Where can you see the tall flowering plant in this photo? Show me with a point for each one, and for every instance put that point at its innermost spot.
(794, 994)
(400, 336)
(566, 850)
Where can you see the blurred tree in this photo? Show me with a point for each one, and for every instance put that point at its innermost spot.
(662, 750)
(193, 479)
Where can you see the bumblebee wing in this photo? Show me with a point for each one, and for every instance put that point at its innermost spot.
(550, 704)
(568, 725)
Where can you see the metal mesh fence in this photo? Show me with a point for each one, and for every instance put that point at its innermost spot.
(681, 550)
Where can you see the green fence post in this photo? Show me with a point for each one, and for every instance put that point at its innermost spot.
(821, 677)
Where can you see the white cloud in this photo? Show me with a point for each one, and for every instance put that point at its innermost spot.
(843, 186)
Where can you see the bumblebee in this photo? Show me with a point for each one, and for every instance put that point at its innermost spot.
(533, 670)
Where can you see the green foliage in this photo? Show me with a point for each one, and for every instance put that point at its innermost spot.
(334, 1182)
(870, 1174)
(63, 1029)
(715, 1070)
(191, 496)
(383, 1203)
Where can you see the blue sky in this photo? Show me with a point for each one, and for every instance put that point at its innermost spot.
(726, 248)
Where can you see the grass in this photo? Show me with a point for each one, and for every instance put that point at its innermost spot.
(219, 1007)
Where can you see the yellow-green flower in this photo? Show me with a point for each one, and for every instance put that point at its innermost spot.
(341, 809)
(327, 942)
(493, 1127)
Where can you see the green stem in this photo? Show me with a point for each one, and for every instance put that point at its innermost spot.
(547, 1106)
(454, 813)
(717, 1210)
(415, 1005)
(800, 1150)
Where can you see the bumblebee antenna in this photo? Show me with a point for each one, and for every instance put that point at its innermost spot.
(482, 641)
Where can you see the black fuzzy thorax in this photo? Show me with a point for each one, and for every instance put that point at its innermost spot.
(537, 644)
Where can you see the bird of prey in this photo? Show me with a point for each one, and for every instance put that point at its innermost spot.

Your task:
Copy out each line above, character for character.

Task response:
Where can you see the tall flowering plant in this photo? Show me with a point for each one, and for every instance put that point at its innermost spot.
(794, 994)
(400, 336)
(566, 850)
Where can you see the blurred tree in this photo? Show me with a point for each one, and for every instance put that point at its innermost spot.
(662, 750)
(193, 479)
Where can you see the bumblebee wing in this photo? Show me with a point for each one, and for every instance put that point at its innermost spot.
(550, 704)
(568, 725)
Where can you see the metal mesh fence in this photo? Show me with a point for each one, and for every instance put that point at its innermost spot.
(681, 550)
Where can you see the green fence post in this photo? Show me with a point for each one, and for every instance put that point at its innermost spot.
(821, 677)
Where can you see the white cloud in this photo? Show me with a point for each one, and for every instance put that point at its innermost spot.
(843, 186)
Where can you see the bumblebee in this photo? Show me with a point for each one, and for every instance put that point at its innermost spot.
(533, 670)
Where can you see the green foliage in this photo? Show me with a point for each one, and for every instance put that point at its innermost spot.
(334, 1182)
(870, 1174)
(63, 1029)
(715, 1070)
(191, 496)
(383, 1203)
Where can you see the blue sky in this photo? Show me with a point for each one, and for every instance put that point at its innermost spot.
(726, 248)
Where can you see the grass in this photo? Show me with a point for each one, and for every instance put that point at its innermost spot.
(219, 1007)
Where can you see the yellow-green flower in this photo? Show me with a point for each one, and for every instance put that point at its innermost spot.
(341, 809)
(327, 942)
(493, 1127)
Where can you see the green stem in this photo? Show me with a point for each one, and for every instance put that point at its innermost spot.
(547, 1106)
(454, 813)
(717, 1210)
(415, 1005)
(800, 1150)
Where can you see the bumblebee antenna in this photo? Show me with a point for each one, and for every instance put that point at its innermost spot.
(482, 641)
Where can you see the black fuzzy thorax in this photo? Show me with a point for each one, and for every instance put that point at its innermost spot.
(537, 644)
Where can you see the bird of prey in this photo? Show me with a point for each one, and for every instance put that point at its innermost spot.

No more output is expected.